ACTIVITY: Examine the records below. Report how many of their lines contain the word "light", with no other content.

------ GIVEN INFORMATION ------

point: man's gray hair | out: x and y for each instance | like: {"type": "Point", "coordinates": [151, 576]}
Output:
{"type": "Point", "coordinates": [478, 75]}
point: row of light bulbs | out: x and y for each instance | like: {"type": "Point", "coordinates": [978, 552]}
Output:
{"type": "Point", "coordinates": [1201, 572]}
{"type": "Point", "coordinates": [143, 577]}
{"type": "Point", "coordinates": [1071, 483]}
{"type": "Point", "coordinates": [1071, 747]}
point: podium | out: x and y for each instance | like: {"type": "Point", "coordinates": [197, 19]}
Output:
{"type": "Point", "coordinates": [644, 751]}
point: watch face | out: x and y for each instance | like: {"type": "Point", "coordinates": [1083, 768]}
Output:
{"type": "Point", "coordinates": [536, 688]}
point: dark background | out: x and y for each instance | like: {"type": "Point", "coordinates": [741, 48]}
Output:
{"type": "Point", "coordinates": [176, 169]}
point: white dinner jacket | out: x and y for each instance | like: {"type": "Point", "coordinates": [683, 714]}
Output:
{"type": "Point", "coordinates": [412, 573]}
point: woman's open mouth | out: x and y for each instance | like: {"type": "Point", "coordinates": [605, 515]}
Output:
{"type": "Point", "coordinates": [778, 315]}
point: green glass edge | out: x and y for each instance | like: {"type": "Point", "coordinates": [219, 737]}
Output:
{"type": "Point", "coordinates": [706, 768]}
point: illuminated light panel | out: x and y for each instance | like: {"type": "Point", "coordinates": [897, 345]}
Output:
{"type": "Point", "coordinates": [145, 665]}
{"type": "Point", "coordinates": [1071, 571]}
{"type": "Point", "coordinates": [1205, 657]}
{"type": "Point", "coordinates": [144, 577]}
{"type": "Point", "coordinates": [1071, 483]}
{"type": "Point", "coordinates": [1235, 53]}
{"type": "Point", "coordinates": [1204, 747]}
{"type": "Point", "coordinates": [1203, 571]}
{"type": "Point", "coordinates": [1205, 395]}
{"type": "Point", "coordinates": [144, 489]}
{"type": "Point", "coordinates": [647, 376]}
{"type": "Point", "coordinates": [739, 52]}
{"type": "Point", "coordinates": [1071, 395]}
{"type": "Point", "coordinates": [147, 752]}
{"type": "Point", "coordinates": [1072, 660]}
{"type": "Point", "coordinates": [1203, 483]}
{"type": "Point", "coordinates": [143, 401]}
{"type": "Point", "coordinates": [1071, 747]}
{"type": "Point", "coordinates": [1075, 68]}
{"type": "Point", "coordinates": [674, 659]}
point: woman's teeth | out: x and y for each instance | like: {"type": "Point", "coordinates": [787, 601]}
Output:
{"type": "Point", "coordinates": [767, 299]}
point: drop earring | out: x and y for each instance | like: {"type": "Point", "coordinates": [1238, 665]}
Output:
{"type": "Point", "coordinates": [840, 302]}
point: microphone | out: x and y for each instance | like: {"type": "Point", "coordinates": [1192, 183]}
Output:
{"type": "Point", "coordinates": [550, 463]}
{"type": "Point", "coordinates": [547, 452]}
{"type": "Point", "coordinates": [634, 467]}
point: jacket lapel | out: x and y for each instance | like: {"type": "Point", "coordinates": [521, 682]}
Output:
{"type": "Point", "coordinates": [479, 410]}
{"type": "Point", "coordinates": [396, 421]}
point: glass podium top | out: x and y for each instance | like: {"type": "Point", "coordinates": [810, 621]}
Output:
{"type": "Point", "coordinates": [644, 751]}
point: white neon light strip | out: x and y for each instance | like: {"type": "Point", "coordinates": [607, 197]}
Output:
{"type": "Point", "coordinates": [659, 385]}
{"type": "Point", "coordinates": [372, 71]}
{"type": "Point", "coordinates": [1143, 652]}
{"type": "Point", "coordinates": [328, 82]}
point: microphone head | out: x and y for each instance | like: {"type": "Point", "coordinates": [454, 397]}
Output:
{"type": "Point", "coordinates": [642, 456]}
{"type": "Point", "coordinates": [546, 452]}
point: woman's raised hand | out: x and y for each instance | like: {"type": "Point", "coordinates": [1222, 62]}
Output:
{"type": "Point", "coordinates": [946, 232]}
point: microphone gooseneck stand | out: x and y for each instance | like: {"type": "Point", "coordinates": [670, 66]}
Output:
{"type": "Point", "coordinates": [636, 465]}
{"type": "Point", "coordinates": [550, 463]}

------

REPLY TO THE EXERCISE: 3